____ EXERCISE DATA
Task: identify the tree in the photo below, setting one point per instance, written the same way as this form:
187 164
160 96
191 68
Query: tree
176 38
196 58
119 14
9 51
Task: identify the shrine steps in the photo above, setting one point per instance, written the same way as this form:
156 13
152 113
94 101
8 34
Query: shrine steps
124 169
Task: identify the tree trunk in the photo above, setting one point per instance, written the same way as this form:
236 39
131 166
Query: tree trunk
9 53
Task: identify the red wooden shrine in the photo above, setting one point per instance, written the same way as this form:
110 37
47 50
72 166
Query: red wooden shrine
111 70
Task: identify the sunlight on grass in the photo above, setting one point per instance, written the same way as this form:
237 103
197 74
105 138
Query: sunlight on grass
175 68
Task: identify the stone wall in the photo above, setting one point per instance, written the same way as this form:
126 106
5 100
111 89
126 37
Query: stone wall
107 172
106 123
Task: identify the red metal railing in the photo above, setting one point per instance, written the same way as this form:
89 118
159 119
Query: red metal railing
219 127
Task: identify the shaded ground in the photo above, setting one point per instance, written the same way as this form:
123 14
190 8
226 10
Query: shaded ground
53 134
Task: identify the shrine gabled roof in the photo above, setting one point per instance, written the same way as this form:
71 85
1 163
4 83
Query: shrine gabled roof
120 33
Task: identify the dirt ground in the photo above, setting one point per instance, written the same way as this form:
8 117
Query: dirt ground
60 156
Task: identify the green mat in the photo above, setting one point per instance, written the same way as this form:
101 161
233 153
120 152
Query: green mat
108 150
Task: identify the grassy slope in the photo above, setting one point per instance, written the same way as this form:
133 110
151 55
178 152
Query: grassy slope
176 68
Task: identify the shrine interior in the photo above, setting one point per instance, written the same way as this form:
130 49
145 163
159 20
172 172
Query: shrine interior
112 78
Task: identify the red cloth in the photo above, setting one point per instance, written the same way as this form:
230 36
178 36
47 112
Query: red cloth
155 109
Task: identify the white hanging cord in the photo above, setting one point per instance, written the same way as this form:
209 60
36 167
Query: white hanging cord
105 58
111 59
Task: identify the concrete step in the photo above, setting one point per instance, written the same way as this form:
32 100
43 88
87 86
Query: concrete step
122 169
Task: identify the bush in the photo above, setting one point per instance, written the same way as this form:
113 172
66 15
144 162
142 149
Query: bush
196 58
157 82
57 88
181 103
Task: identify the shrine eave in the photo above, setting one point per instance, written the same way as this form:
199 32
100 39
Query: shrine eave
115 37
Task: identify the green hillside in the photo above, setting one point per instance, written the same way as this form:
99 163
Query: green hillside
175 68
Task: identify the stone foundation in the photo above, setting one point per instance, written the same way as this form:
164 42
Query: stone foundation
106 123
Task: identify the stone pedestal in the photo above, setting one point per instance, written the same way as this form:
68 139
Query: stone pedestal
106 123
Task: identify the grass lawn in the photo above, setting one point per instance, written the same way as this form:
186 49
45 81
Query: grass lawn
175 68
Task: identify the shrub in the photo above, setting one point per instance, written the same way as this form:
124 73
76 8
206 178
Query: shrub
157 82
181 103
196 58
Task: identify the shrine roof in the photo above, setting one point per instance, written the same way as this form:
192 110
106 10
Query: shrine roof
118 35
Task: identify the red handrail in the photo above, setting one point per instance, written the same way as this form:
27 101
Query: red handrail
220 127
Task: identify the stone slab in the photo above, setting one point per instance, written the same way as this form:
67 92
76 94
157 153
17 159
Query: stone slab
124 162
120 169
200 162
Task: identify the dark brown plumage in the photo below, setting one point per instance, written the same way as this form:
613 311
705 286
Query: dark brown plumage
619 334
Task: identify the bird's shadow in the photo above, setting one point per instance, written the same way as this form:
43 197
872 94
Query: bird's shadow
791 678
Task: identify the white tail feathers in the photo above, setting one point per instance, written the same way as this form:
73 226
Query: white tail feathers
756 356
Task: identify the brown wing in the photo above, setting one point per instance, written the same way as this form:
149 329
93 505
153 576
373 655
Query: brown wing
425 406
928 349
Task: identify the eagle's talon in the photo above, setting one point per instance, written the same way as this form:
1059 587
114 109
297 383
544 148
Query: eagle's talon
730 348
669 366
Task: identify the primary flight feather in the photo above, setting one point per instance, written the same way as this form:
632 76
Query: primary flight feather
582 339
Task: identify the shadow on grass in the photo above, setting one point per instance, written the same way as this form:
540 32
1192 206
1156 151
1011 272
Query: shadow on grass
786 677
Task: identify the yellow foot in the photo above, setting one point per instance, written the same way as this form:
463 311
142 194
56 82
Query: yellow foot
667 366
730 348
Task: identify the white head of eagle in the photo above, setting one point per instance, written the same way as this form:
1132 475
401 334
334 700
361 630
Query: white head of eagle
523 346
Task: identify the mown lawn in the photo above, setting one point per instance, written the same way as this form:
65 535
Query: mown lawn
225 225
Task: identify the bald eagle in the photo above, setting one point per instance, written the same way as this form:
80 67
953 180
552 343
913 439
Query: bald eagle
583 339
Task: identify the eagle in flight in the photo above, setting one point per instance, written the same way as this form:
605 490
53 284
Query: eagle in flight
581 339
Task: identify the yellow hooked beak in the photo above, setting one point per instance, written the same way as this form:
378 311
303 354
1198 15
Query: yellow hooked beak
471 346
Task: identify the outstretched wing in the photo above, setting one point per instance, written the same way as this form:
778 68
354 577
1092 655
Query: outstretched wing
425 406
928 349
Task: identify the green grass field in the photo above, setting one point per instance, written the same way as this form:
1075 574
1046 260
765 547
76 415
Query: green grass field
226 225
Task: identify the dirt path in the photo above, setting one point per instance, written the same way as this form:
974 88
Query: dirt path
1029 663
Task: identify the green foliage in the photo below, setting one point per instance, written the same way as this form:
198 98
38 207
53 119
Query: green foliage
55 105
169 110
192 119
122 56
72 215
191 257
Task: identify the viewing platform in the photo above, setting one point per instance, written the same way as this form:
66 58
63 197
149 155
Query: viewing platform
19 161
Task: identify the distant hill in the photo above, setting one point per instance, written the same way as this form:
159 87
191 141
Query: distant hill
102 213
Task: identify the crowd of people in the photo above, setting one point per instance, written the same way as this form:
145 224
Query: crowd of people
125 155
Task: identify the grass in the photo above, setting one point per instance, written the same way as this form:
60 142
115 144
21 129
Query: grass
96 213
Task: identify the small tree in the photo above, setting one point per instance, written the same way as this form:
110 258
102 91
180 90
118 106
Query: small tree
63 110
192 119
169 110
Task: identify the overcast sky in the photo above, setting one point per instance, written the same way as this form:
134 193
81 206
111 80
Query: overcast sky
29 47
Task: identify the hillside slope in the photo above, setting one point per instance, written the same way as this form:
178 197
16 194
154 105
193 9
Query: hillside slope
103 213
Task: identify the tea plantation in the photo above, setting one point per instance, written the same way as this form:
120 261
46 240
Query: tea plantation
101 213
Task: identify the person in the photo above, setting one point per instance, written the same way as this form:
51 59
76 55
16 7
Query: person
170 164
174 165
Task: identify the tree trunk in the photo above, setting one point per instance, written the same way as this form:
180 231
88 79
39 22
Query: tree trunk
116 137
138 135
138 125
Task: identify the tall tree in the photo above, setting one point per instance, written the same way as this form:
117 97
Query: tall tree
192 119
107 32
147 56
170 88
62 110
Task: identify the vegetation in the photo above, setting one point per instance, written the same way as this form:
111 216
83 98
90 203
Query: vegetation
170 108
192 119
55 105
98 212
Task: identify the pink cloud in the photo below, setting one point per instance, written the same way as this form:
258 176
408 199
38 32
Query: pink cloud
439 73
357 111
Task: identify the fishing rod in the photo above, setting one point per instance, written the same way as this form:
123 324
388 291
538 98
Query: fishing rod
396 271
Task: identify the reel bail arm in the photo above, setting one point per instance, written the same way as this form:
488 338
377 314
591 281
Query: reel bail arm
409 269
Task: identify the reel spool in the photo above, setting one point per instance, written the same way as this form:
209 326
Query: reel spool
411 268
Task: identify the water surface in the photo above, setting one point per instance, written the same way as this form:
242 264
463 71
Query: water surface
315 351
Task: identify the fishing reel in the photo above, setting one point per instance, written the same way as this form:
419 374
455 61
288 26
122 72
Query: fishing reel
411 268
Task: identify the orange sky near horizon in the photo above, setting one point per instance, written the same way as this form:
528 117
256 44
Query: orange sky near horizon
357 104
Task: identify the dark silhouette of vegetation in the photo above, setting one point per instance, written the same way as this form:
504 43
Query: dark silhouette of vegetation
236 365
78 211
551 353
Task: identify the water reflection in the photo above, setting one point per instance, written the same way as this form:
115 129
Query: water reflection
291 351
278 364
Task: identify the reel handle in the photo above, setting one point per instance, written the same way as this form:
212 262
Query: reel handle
________
■ **TASK**:
Copy the data from the line with "Task: identify the water reflection" through the end, changing "reel handle" to "reel crank" wherever it appears.

■ **RESPONSE BELOW**:
Task: identify the water reflection in the photo above, setting one point per instance, written the same way as this form:
115 129
Query: water reflection
291 351
278 364
Task: identify the reel crank in the photo above, setting one point per instance, written the same way as this form:
212 262
Query: reel crank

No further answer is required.